• **TASK A**: Locate every line in the listing that contains the word "bread", matching case exactly, and copy each of those lines.

On 4/1/2019 10:51 AM, Kiran Kumar Kokkilagadda wrote:
> From: Kiran Kumar K <kirankumark@marvell.com>
> 
> With current KNI implementation kernel module will work only in
> IOVA=PA mode. This patch will add support for kernel module to work
> with IOVA=VA mode.

Thanks Kiran for removing the limitation, I have a few questions, can you please
help me understand.

And when this patch is ready, the restriction in 'linux/eal/eal.c', in
'rte_eal_init' should be removed, perhaps with this patch. I assume you already
doing it to be able to test this patch.

> 
> The idea is to maintain a mapping in KNI module between user pages and
> kernel pages and in fast path perform a lookup in this table and get
> the kernel virtual address for corresponding user virtual address.

• **DATASET EXCERPTS**:
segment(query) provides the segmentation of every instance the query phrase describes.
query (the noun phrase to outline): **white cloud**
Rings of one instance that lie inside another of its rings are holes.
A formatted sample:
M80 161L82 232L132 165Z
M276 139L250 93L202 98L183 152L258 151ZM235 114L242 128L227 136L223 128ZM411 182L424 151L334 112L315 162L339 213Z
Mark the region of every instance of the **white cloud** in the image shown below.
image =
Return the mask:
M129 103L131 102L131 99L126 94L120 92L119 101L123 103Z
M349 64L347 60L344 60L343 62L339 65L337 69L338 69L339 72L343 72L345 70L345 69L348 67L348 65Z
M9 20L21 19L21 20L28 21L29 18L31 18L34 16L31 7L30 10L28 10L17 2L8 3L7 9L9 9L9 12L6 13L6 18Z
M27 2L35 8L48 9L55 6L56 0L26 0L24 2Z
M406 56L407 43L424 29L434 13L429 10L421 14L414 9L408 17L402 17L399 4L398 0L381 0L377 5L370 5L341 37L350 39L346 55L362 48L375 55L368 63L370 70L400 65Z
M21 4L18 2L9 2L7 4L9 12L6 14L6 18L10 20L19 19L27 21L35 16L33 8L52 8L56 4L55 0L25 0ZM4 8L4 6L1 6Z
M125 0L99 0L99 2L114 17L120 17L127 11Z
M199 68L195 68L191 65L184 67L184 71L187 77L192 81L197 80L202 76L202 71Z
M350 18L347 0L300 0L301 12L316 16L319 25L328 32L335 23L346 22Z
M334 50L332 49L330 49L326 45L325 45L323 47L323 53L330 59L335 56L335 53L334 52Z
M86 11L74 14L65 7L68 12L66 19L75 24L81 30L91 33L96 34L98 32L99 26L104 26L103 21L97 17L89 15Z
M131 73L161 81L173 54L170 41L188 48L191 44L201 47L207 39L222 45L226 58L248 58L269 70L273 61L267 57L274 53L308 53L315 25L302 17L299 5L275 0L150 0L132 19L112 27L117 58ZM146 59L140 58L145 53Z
...
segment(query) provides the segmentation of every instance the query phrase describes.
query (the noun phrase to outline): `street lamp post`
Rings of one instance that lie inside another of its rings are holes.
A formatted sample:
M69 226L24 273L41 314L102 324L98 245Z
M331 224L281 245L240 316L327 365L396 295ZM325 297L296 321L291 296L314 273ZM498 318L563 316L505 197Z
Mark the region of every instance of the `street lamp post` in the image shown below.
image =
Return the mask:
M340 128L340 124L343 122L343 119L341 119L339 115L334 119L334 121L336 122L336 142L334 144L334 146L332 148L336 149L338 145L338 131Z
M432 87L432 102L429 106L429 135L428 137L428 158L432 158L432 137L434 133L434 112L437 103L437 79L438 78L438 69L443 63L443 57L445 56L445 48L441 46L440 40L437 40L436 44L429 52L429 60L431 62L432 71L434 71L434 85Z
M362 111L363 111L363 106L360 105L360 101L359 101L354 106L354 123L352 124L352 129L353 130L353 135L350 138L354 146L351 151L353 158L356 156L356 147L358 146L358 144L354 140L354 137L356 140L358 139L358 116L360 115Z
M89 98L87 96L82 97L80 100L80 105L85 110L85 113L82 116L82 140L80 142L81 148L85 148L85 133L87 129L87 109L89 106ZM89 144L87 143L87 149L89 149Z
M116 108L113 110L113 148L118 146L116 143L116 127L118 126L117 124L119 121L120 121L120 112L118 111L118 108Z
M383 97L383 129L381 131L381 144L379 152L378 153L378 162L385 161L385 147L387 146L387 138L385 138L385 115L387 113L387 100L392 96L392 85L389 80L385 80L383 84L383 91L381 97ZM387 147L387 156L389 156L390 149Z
...
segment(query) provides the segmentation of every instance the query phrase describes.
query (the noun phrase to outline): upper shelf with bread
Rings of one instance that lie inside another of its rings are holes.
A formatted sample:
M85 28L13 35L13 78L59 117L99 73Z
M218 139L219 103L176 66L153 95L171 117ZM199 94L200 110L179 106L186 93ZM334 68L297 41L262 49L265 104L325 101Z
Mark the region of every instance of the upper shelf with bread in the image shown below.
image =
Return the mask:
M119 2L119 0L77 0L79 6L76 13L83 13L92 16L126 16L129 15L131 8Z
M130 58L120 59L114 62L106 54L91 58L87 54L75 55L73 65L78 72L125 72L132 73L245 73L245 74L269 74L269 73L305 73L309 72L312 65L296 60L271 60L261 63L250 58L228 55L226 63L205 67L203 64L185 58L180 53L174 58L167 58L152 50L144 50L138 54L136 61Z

• **TASK B**: Reproduce the part of the email about the KNI patch between "On 4/1/2019 10:51" and "help me understand.", inclusive.

• **FINAL RESULT A**:
query (the noun phrase to outline): upper shelf with bread
Mark the region of every instance of the upper shelf with bread in the image shown below.

• **FINAL RESULT B**:
On 4/1/2019 10:51 AM, Kiran Kumar Kokkilagadda wrote:
> From: Kiran Kumar K <kirankumark@marvell.com>
> 
> With current KNI implementation kernel module will work only in
> IOVA=PA mode. This patch will add support for kernel module to work
> with IOVA=VA mode.

Thanks Kiran for removing the limitation, I have a few questions, can you please
help me understand.